• _THE PROBLEM_: Copy out all of the data below, substituting "nonzero" for every "even-odd" and keeping everything else the same. Leave the pictures out of your copy.

• _Stored data_:
#####

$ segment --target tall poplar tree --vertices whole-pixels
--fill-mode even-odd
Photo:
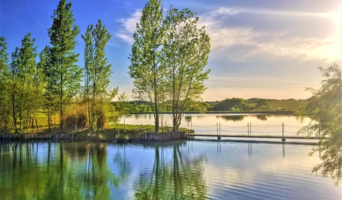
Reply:
[[[18,54],[17,78],[20,87],[16,101],[21,130],[22,130],[23,123],[26,124],[26,128],[27,129],[30,122],[33,122],[32,104],[36,99],[32,84],[35,81],[36,58],[38,55],[37,46],[34,46],[35,41],[36,38],[31,39],[31,34],[28,33],[22,40],[22,46]]]
[[[167,27],[162,50],[165,65],[167,99],[171,102],[173,131],[177,130],[185,108],[203,101],[203,81],[210,69],[204,70],[210,52],[209,36],[204,26],[197,28],[199,18],[187,9],[172,6],[164,21]]]
[[[51,131],[52,124],[51,117],[56,110],[55,94],[54,92],[56,89],[54,83],[55,82],[56,71],[52,67],[51,58],[51,48],[47,45],[39,54],[39,62],[37,68],[42,70],[43,77],[43,107],[47,113],[49,132]]]
[[[164,34],[162,7],[160,0],[150,0],[142,11],[140,21],[133,35],[134,42],[130,54],[129,74],[134,79],[133,97],[149,101],[158,131],[158,104],[164,69],[161,64],[161,49]]]
[[[11,107],[8,89],[9,54],[6,50],[7,43],[5,38],[0,37],[0,132],[10,130]]]
[[[101,20],[88,26],[81,37],[84,43],[84,84],[83,99],[87,123],[90,133],[94,133],[99,120],[103,120],[111,99],[117,94],[118,88],[110,91],[109,78],[113,72],[108,64],[105,48],[111,36]]]
[[[78,26],[74,24],[71,3],[61,0],[51,16],[53,23],[48,29],[51,47],[51,63],[55,71],[57,103],[58,105],[60,128],[63,131],[64,112],[72,103],[80,86],[82,71],[75,64],[79,54],[73,51],[80,33]]]
[[[18,58],[19,57],[19,47],[15,48],[15,50],[11,54],[12,61],[10,64],[10,74],[9,75],[9,82],[10,85],[10,89],[9,91],[9,94],[10,96],[11,106],[11,114],[13,119],[13,124],[14,127],[14,133],[18,133],[18,128],[17,126],[17,99],[18,91],[19,90],[19,85],[18,81],[19,72],[19,65]]]

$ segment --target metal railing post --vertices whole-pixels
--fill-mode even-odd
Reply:
[[[219,125],[220,126],[220,134],[221,134],[221,122],[219,122]]]

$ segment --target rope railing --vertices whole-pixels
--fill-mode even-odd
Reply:
[[[290,134],[301,134],[301,135],[306,135],[308,133],[299,133],[298,132],[294,132],[290,131],[285,131],[284,130],[285,127],[289,127],[290,128],[298,128],[299,129],[300,128],[302,128],[304,126],[298,126],[298,125],[285,125],[284,123],[282,123],[281,124],[273,124],[273,125],[252,125],[251,124],[251,123],[248,123],[248,125],[247,126],[234,126],[231,125],[227,124],[221,124],[220,123],[217,123],[216,124],[210,125],[206,125],[206,126],[200,126],[200,125],[195,125],[192,124],[192,123],[190,124],[181,124],[180,126],[181,127],[187,127],[189,129],[191,129],[193,131],[198,132],[214,132],[216,133],[218,135],[218,137],[219,134],[221,134],[221,131],[222,131],[224,132],[228,132],[228,133],[247,133],[248,135],[251,135],[252,134],[254,133],[258,135],[258,134],[264,134],[265,135],[271,134],[279,134],[281,133],[282,136],[284,137],[285,136],[284,133],[289,133]],[[216,126],[216,129],[215,130],[211,130],[211,128]],[[282,130],[272,130],[272,131],[262,131],[262,130],[260,130],[258,131],[258,129],[260,128],[276,128],[276,127],[282,127]],[[223,128],[224,129],[222,129]],[[236,128],[237,129],[242,129],[242,128],[247,128],[247,131],[242,131],[241,130],[240,131],[239,130],[241,129],[238,130],[238,131],[235,131],[234,129]],[[251,129],[252,128],[253,129],[256,129],[255,130],[252,130]],[[226,128],[226,129],[224,129]],[[227,130],[227,128],[228,129],[234,129],[232,130]],[[205,130],[207,129],[208,129],[208,130]],[[278,134],[276,134],[276,135],[278,135]]]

#####

• _ANSWER FOR THIS EXERCISE_:
$ segment --target tall poplar tree --vertices whole-pixels
--fill-mode nonzero
Photo:
Reply:
[[[18,54],[17,78],[20,87],[16,101],[21,130],[22,130],[23,123],[26,124],[26,128],[27,129],[30,122],[33,122],[32,104],[36,99],[32,84],[35,81],[36,58],[38,55],[37,46],[34,46],[35,41],[36,38],[31,39],[31,34],[28,33],[22,40],[22,46]]]
[[[167,27],[162,50],[165,65],[167,99],[171,102],[173,131],[177,130],[185,108],[203,101],[203,81],[210,69],[204,70],[210,52],[209,36],[204,26],[197,28],[199,18],[187,9],[172,6],[164,21]]]
[[[51,131],[52,124],[51,117],[56,110],[55,94],[54,92],[56,89],[54,83],[55,82],[56,71],[52,67],[51,58],[51,48],[47,45],[39,54],[39,62],[37,68],[42,70],[43,77],[43,107],[47,113],[49,132]]]
[[[164,34],[162,7],[160,0],[150,0],[142,11],[140,21],[133,35],[134,42],[130,54],[129,74],[134,79],[133,97],[149,101],[158,131],[158,104],[164,69],[161,64],[161,49]]]
[[[11,107],[8,89],[9,54],[6,50],[7,43],[5,38],[0,37],[0,132],[10,130]]]
[[[101,20],[88,26],[81,37],[84,43],[84,84],[83,99],[87,123],[90,133],[94,133],[99,120],[103,120],[111,99],[117,94],[118,88],[110,91],[109,78],[113,72],[108,64],[105,48],[111,36]]]
[[[78,26],[74,24],[71,3],[61,0],[51,16],[53,23],[48,29],[51,47],[51,63],[55,71],[57,103],[58,105],[60,128],[63,131],[64,112],[72,103],[80,86],[82,71],[75,64],[79,54],[73,51],[80,33]]]
[[[18,58],[19,57],[19,47],[15,48],[15,50],[11,54],[12,61],[10,64],[10,74],[9,75],[9,82],[10,85],[10,89],[9,91],[9,94],[10,96],[11,106],[11,114],[13,119],[13,124],[14,127],[14,133],[18,133],[18,128],[17,126],[17,99],[18,91],[19,90],[19,85],[18,81],[19,72],[19,65]]]

$ segment --target metal railing post --vertices whole-pixels
--fill-mode nonzero
Reply:
[[[219,125],[220,126],[220,134],[221,134],[221,122],[219,122]]]

$ segment --target rope railing --vertices whole-pixels
--fill-mode nonzero
Reply:
[[[290,134],[301,134],[301,135],[306,135],[308,133],[299,133],[298,132],[294,132],[290,131],[285,131],[284,130],[285,127],[289,127],[290,128],[298,128],[299,129],[300,128],[302,128],[304,126],[298,126],[298,125],[285,125],[284,123],[282,123],[281,124],[273,124],[273,125],[252,125],[251,124],[251,123],[248,123],[248,125],[247,126],[234,126],[231,125],[227,124],[221,124],[220,123],[217,123],[216,124],[210,125],[206,125],[206,126],[200,126],[200,125],[195,125],[192,124],[192,123],[190,124],[181,124],[180,126],[181,127],[187,127],[189,129],[191,129],[193,131],[198,132],[214,132],[216,133],[218,135],[218,137],[219,134],[221,134],[221,131],[222,131],[224,132],[228,132],[228,133],[247,133],[248,135],[251,135],[252,134],[254,133],[258,135],[258,134],[264,134],[265,135],[271,134],[279,134],[281,133],[282,136],[284,137],[285,136],[284,133],[289,133]],[[216,126],[216,129],[215,130],[211,130],[211,128]],[[282,130],[272,130],[272,131],[262,131],[262,130],[260,130],[258,131],[258,129],[260,128],[276,128],[276,127],[282,127]],[[223,128],[224,129],[222,129]],[[236,128],[237,129],[242,129],[242,128],[247,128],[247,131],[242,131],[241,130],[240,131],[239,130],[241,129],[238,130],[238,131],[235,131],[234,129]],[[251,129],[252,128],[253,129],[256,129],[255,130],[252,130]],[[226,128],[226,129],[224,129]],[[227,130],[227,128],[228,129],[234,129],[232,130]],[[205,130],[207,129],[208,129],[208,130]],[[278,134],[276,134],[276,135],[278,135]]]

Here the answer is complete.